# Excerpted text
++++++++++++++++++++

India is a country of amazing diversity, talent and potential. The best proof of this is in our villages. There are immense opportunities to nurture this talent and create a sustainable livelihood for them.
Wasudev Mishra, Young Changemaker, solves a major problem of Poverty, Hunger and Unemployment through his Social Venture, Silaigram which has a workforce of 100 women and 4 centres across the state of Maharashtra, manufacturing Cloth Bags and other products.
Wasudev, Your background?
I grew up in a small town called Pulgaon in Maharashtra State. I completed my Higher Secondary School there and then went to the US for a Year on an Exchange program, came back to India and then shifted to Nagpur City.
My initial Interest was to become a Doctor or Biomedical Researcher, and shifted to Nagpur for my Senior Secondary School.
I am doing my Bachelors in Biotechnology from Rashtrasant Tukadoji Maharaj Nagpur University, Nagpur
My parents still live in Pulgaon. My father is a Government Servant in the Public Health Department. A mechanic by profession, he is interested in Vehicles and Electronics. My mother is an Entrepreneur cum Housewife, Managing a small Enterprise which trains women in the areas such as Stitching, Beauty Parlour Skills etc.
Why did you choose to work on a social initiative?
After coming back from the United States from my Exchange program which was focused on developing Intercultural Relationships and Promoting Peace, I learnt the value and importance of Volunteering and Community Service.
Thus, after coming back, I started working with local NGO’s doing all kinds of Social Work. I started teaching at an underprivileged school in Nagpur. Later I realised that people in my town are suffering my hunger and poverty.
Since my mother trained the women in our area, I figured out that they were having skills to earn a living. At that time the state had recently banned Single-Use Plastics. Thus I planned to produce Cloth Bags with the help of these women, by using the sewing machines at our training Centre.
That’s where we started the Initiative called Silaigram. A place where women were provided with dignity, respect and livelihood.
We started our work with 5 Ladies initially. Today team Silaigram has a workforce of 100 ladies and 4 centres across the state of Maharashtra.

++++++++++++++++++++

(Collected data entries)
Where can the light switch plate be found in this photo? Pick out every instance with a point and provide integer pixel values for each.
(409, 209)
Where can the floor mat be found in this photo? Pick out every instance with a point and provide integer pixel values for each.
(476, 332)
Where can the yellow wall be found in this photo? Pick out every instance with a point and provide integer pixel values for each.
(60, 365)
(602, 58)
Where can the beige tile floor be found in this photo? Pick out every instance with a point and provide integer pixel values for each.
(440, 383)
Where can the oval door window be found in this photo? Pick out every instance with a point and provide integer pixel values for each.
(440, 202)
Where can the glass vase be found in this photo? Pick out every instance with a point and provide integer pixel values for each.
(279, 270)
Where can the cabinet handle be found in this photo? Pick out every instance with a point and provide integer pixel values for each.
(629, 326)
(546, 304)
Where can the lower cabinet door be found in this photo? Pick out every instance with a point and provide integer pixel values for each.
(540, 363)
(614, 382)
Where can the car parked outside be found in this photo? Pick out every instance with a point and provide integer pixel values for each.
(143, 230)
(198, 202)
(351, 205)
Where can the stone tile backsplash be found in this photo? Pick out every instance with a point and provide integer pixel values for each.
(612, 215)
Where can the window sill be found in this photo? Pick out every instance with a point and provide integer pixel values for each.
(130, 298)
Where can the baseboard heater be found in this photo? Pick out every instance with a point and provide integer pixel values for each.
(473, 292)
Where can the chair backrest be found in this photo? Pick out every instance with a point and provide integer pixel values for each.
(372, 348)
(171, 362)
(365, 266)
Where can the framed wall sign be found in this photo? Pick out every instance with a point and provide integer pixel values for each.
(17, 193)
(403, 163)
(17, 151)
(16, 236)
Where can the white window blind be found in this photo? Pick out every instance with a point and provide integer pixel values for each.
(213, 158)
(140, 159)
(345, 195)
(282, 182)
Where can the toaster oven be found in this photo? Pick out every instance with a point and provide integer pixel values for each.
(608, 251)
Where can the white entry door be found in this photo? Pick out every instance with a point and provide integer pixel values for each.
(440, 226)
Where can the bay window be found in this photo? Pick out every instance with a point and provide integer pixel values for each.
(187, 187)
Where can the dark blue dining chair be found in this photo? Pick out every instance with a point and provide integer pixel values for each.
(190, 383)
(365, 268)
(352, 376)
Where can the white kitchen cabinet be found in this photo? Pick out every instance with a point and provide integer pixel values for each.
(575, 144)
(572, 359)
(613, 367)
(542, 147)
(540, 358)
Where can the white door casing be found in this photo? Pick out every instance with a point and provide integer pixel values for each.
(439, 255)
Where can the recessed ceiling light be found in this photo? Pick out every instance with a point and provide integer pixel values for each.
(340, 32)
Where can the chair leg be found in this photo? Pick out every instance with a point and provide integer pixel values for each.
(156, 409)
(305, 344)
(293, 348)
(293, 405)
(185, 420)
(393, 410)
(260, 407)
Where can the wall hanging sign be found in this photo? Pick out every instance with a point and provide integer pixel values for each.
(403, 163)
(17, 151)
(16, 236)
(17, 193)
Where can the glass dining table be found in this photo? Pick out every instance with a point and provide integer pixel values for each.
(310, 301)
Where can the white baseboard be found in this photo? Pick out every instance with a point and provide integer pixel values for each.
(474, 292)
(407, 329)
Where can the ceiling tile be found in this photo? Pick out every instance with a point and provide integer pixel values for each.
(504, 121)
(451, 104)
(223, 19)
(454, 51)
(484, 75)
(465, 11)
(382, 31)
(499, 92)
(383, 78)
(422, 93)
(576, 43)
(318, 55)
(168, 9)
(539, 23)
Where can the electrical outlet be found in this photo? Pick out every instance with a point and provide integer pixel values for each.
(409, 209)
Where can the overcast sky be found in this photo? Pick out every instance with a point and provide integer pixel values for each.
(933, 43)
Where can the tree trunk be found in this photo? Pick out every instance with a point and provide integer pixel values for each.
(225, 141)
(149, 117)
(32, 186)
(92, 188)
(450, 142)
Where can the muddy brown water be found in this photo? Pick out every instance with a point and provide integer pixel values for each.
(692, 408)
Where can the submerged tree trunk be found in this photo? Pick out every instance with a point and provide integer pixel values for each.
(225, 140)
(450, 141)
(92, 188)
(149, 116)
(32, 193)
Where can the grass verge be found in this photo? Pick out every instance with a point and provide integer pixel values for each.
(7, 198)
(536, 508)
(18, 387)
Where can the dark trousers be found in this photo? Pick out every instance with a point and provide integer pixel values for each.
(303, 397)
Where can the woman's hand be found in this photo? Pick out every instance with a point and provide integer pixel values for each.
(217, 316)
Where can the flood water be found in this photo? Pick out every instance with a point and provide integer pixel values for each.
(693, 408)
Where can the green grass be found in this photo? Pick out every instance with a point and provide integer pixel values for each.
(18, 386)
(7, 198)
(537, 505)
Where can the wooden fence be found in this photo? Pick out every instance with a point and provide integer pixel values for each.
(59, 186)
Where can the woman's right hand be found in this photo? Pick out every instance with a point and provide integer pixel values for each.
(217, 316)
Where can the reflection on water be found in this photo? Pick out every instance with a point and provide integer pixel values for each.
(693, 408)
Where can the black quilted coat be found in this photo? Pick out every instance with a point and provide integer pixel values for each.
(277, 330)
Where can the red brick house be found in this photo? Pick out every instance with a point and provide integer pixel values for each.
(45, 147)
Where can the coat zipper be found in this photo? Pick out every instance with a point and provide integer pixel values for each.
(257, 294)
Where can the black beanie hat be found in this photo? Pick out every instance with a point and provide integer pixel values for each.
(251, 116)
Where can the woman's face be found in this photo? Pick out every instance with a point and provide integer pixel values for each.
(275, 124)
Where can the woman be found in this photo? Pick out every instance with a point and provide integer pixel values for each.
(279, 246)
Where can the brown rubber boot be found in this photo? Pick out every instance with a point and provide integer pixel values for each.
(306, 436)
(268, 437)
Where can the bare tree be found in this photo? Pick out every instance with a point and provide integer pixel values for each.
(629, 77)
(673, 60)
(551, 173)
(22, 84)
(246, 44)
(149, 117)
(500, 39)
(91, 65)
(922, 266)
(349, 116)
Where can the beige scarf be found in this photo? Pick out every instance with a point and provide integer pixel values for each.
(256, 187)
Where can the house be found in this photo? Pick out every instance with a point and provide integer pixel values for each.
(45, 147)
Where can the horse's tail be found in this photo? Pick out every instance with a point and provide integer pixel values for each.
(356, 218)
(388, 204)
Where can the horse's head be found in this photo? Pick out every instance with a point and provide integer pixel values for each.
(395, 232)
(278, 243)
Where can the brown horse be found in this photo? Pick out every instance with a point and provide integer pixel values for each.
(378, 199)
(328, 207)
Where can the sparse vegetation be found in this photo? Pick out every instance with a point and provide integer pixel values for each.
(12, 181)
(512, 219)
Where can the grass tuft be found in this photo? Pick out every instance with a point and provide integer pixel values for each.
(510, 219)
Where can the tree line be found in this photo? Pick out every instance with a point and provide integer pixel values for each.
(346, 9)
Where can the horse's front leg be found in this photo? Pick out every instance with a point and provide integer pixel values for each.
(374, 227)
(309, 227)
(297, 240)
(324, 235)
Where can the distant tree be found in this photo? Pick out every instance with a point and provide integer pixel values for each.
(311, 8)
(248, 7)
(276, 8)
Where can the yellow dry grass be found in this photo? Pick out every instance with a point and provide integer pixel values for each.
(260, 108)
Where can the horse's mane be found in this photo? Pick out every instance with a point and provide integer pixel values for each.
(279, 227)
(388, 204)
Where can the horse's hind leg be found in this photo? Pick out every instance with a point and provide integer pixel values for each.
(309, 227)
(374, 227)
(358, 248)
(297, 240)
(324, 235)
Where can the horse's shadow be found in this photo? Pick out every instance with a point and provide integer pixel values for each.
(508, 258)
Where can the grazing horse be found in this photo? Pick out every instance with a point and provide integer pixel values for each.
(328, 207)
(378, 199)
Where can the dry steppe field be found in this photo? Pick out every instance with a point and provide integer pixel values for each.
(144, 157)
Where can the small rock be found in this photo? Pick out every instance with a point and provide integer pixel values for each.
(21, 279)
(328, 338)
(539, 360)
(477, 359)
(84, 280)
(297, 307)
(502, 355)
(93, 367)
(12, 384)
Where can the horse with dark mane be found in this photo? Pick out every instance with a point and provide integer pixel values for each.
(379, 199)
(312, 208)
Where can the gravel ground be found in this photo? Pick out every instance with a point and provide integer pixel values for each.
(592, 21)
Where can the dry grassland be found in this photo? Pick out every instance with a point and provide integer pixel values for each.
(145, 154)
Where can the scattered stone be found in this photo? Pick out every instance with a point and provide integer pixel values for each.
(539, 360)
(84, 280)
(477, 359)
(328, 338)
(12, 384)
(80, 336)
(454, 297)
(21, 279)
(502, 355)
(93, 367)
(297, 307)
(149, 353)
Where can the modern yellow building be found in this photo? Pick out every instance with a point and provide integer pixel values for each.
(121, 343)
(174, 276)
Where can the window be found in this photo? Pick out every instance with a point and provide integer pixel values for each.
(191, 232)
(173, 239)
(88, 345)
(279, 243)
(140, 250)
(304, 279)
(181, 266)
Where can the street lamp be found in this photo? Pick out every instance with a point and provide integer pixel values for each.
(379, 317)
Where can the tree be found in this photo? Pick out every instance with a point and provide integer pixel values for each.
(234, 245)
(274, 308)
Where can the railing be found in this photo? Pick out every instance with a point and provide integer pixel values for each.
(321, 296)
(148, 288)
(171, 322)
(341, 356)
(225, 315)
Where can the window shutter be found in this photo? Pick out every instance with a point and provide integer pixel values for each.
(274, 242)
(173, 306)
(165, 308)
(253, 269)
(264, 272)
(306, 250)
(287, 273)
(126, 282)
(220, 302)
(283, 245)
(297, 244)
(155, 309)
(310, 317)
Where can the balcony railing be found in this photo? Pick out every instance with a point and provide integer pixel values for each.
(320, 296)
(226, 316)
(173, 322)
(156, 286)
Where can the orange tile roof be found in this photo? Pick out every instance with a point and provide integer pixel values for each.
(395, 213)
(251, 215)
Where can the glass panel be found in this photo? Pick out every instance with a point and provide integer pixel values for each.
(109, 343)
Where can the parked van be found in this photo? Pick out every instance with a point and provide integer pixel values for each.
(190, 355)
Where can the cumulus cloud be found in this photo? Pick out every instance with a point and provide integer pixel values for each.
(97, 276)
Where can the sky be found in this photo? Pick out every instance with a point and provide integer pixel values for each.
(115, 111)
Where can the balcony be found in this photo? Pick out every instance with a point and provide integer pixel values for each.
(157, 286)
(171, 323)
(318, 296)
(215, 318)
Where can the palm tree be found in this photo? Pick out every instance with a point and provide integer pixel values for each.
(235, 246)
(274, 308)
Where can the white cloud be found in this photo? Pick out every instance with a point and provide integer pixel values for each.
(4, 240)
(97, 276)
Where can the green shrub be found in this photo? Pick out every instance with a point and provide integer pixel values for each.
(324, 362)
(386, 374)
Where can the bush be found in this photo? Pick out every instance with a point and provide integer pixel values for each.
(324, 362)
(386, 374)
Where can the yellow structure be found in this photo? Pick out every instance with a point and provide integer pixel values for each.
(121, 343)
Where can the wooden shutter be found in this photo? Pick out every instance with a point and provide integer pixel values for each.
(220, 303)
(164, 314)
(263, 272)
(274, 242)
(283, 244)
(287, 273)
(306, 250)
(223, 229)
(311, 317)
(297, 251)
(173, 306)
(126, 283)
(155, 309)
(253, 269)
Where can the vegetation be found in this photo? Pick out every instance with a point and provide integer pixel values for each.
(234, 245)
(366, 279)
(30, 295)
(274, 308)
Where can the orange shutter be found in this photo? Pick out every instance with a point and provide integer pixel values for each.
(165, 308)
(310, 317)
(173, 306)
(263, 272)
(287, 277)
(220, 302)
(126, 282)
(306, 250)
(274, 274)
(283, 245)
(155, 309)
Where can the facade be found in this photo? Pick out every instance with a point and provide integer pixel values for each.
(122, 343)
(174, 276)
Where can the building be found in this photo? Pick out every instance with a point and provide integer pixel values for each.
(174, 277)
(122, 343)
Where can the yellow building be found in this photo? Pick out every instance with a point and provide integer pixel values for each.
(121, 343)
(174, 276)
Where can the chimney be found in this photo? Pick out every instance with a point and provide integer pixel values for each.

++++++++++++++++++++

# Exercise set
a) Echo the Silaigram interview word for word, covering the stretch from "Thus, after coming" through "state of Maharashtra.".
b) In the Silaigram interview, why did Wasudev decide to produce cloth bags with the women of his area? Answer in one to three sentences.
c) Pick up the Silaigram interview from its last sentence and continue it.
The entries were gathered from a separate source.

# Answers to the problems
a)
Thus, after coming back, I started working with local NGO’s doing all kinds of Social Work. I started teaching at an underprivileged school in Nagpur. Later I realised that people in my town are suffering my hunger and poverty.
Since my mother trained the women in our area, I figured out that they were having skills to earn a living. At that time the state had recently banned Single-Use Plastics. Thus I planned to produce Cloth Bags with the help of these women, by using the sewing machines at our training Centre.
That’s where we started the Initiative called Silaigram. A place where women were provided with dignity, respect and livelihood.
We started our work with 5 Ladies initially. Today team Silaigram has a workforce of 100 ladies and 4 centres across the state of Maharashtra.

b) His mother had trained the women in his area, so they already had skills to earn a living. The state had recently banned single-use plastics, so he planned to produce cloth bags with these women using the sewing machines at the training centre.

c)
How did you feel when you just started off working on your initiative? Did you face any resistance from society/ parents/ friends/ family/ teachers?
Initially, when I started working, we did face resistance from society, for women leaving their homes.Their families didn’t want to send them to work etc. Some women also faced Domestic Violence, etc. Such social issues were there when we started.
Finance was a problem in the beginning but then later, incoming revenues started solving those problems.
What are the challenges? How do you address them?
Challenge 1: We initially had a challenge with low wages. Once we had revenues we ensured that ladies got a minimum wage which is more than the Local rates.
More about your work –
We solved a major problem of Poverty, Hunger and Unemployment in the area.
Basic Stitching and Fashion Designing were the skills which are needed. We were already running a training Centre, thus we provided the training and livelihood right there.
Our day Starts around 11 in the morning after all the ladies come to our workstation after finishing their chores.
We start our work with Sorting and Cutting Fabric and other workstation chores and then we send the material for Stitching.
Till now, I have been awarded many awards, viz.
US State Department 100+ Hours Volunteers Award,
Giving Economy Changemakers Award, etc.
Special Prize at Raman Festival of Innovation by Council of Science Museums, Ministry of Culture, Government of India.
Special Recognition by Lemon Ideas and Vidarbha Industries Association, Nagpur.
How does your work benefit society?
We are making communities equal for women to increase their self confidence and create a value chain of such clusters to create more employment in Rural India.
Tell us an example of a specific memorable work you did that is very close to you!
I started my work after seeing a lady being hungry for 5 days. That was the turning point where we started working for this initiative and set goals to provide sustainable solutions for Poverty and Hunger.
Your advice to students based on your experience?
I would advise students to, ‘Go Local’! If you really want to understand the Structural Conflicts that we are facing in this country, we need to work at the grassroots level. In that way we will be able to design better and sustainable solutions.
We are planning to scale up this initiative on a State Level by Opening Such Centres throughout the State.